◆ Exercise goal ◆
Rename "wooden boat" to "rowboat" in the part of the records that runs from the start through the line containing "Now the wooden", leaving everything else unchanged. Give back only those lines.

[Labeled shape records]
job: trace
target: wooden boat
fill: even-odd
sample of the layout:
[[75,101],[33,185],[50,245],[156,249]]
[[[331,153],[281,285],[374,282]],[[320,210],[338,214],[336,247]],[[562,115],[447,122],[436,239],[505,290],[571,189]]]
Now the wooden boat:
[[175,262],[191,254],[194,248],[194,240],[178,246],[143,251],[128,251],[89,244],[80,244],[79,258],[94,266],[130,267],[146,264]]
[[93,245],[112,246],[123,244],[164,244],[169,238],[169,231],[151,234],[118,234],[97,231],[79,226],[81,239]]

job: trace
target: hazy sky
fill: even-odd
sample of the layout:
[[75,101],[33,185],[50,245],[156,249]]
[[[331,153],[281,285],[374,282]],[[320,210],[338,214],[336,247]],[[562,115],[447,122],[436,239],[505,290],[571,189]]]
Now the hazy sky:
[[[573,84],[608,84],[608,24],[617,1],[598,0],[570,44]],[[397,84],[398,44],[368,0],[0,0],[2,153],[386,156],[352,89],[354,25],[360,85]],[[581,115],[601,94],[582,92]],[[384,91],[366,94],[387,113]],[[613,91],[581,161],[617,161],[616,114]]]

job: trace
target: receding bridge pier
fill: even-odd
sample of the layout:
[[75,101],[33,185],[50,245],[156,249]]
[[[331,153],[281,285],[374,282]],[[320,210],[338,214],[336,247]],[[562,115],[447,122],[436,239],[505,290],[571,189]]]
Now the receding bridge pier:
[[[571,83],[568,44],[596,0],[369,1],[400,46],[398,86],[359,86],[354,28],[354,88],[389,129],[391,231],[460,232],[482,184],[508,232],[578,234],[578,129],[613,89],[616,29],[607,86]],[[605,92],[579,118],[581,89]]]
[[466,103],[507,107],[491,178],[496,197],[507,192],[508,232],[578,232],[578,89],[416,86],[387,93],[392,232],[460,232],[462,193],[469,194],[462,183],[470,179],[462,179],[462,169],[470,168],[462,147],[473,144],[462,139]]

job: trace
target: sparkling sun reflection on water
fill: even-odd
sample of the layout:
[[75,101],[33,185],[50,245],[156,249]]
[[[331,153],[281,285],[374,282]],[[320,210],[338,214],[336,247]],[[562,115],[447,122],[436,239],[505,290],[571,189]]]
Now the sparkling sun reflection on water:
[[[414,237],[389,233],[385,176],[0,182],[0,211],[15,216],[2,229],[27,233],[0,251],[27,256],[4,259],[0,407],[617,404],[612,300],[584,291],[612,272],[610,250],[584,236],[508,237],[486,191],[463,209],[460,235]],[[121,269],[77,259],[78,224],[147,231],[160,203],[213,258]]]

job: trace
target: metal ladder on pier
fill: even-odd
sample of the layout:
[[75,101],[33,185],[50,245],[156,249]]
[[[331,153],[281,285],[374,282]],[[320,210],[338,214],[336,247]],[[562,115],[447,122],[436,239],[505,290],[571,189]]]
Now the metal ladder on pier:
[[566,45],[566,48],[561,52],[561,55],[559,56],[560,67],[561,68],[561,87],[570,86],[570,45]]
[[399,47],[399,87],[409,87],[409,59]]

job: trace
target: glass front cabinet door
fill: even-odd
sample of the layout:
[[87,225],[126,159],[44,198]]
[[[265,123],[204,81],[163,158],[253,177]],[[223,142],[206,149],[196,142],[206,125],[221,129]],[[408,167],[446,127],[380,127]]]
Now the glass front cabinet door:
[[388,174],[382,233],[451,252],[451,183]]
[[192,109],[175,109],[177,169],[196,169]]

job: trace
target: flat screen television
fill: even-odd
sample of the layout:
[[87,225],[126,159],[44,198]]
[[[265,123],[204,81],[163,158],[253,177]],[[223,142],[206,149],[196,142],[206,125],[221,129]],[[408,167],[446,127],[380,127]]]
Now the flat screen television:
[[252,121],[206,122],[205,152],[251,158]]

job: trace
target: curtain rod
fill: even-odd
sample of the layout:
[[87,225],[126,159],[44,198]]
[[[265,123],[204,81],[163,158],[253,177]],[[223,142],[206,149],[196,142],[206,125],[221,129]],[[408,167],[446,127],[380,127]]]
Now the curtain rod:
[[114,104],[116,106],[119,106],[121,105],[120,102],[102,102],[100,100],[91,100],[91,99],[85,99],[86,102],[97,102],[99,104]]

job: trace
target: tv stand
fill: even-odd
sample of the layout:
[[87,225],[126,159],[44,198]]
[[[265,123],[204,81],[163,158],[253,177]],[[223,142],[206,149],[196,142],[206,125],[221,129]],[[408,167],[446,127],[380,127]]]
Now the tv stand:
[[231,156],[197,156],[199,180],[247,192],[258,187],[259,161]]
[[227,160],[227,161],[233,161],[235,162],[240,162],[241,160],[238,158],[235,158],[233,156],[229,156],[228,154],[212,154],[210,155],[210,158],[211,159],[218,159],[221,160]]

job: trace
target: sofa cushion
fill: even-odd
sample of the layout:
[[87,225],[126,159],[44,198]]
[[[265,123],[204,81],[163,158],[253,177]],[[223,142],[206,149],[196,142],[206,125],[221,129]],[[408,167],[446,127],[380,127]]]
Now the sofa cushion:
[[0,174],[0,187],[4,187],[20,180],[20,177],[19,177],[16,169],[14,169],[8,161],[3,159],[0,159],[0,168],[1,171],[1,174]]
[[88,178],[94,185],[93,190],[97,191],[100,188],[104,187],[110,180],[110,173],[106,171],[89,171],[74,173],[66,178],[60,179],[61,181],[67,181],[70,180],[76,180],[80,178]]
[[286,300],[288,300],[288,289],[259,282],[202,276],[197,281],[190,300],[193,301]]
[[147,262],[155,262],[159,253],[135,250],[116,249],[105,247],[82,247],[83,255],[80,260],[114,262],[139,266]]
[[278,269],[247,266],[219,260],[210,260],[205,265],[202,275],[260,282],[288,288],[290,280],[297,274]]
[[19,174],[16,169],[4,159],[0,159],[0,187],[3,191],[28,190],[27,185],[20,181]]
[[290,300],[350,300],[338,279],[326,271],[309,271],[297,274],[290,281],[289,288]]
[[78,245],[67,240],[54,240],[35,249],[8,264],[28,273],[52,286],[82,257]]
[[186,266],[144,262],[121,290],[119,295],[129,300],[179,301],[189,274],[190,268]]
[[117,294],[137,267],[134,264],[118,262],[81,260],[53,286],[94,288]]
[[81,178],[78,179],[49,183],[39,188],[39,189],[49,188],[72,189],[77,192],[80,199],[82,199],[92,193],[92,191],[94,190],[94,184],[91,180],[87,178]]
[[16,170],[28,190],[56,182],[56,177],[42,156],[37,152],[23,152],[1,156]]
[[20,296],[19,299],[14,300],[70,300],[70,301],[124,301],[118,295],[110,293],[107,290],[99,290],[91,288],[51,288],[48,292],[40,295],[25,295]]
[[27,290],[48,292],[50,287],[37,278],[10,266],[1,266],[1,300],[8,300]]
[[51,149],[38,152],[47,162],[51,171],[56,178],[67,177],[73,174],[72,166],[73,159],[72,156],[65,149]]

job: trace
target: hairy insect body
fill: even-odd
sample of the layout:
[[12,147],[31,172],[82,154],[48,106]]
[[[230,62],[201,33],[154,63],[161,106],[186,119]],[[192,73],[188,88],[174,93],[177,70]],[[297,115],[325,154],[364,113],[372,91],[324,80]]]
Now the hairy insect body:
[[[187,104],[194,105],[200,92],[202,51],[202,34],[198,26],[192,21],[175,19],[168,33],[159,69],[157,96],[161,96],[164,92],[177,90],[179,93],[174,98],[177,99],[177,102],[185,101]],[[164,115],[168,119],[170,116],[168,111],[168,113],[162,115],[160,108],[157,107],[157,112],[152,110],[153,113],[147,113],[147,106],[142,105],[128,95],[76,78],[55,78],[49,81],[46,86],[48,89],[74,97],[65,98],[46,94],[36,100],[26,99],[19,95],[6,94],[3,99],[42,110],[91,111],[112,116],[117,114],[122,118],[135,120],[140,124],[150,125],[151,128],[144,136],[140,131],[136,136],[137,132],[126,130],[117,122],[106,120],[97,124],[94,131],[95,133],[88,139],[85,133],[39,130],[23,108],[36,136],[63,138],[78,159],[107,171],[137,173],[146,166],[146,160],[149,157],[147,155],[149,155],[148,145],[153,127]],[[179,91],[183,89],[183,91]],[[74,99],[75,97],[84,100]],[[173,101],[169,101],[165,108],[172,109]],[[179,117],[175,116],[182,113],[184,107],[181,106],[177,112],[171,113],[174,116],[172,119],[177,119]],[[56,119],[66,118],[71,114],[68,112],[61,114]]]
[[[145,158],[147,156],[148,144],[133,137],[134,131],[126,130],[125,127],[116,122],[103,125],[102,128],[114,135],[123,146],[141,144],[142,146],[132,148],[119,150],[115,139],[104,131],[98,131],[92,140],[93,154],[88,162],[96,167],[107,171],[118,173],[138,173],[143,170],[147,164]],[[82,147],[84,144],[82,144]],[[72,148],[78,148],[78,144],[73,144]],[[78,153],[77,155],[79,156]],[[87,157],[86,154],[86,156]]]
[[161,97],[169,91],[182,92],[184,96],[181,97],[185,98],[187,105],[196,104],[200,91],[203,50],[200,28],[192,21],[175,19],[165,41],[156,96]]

◆ Exercise output ◆
job: trace
target: rowboat
fill: even-odd
sample of the layout:
[[75,101],[33,185],[50,245],[156,249]]
[[[331,153],[281,285],[374,282]],[[320,210],[338,214],[336,247]],[[562,115],[447,122],[436,239],[505,290],[571,189]]]
Now the rowboat:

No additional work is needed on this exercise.